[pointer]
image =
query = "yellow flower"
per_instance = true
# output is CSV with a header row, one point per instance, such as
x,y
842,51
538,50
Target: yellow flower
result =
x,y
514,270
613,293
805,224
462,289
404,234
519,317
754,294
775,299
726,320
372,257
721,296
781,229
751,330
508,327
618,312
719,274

→ WHAT THIS TASK INVOLVES:
From the first record to the last, copy everything exactly.

→ EXERCISE OUTPUT:
[pointer]
image =
query = "yellow flower"
per_instance = true
# output is CSV with a header row, one point per instance, such as
x,y
842,51
538,50
Target: yellow flower
result =
x,y
514,270
613,293
805,224
462,289
404,234
519,317
754,294
775,299
726,320
372,257
721,296
781,229
751,330
508,327
618,312
719,274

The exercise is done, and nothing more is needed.